:: Rows from a pointing dataset ::
———

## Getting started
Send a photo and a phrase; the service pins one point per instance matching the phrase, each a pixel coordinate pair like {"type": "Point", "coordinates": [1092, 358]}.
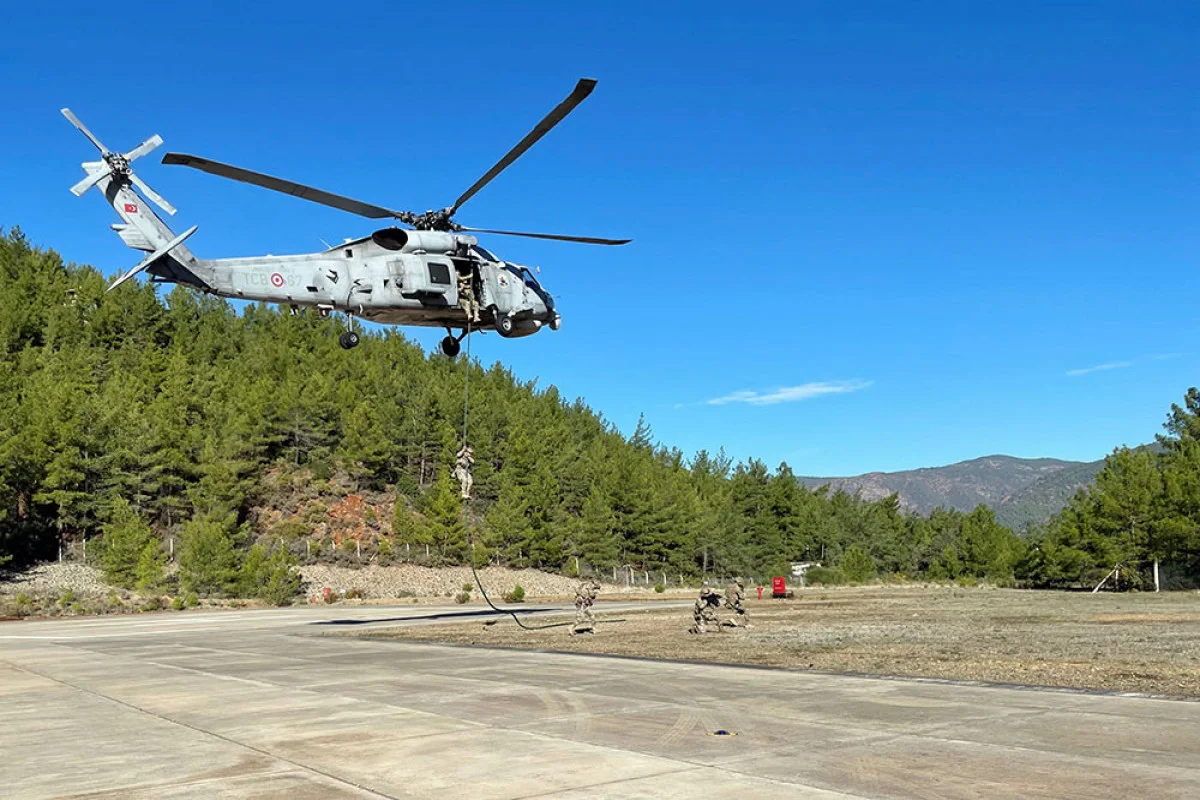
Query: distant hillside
{"type": "Point", "coordinates": [1021, 489]}
{"type": "Point", "coordinates": [1045, 495]}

———

:: What the task requires ::
Print these lines exactly as they appear, leaving the pictures out.

:: Solution to this problem ::
## Getting started
Send a photo and a phrase; the service pins one point per instance matching the phrase, each a pixel coordinate pair like {"type": "Point", "coordinates": [1092, 358]}.
Query: distant hillside
{"type": "Point", "coordinates": [1021, 489]}
{"type": "Point", "coordinates": [1045, 495]}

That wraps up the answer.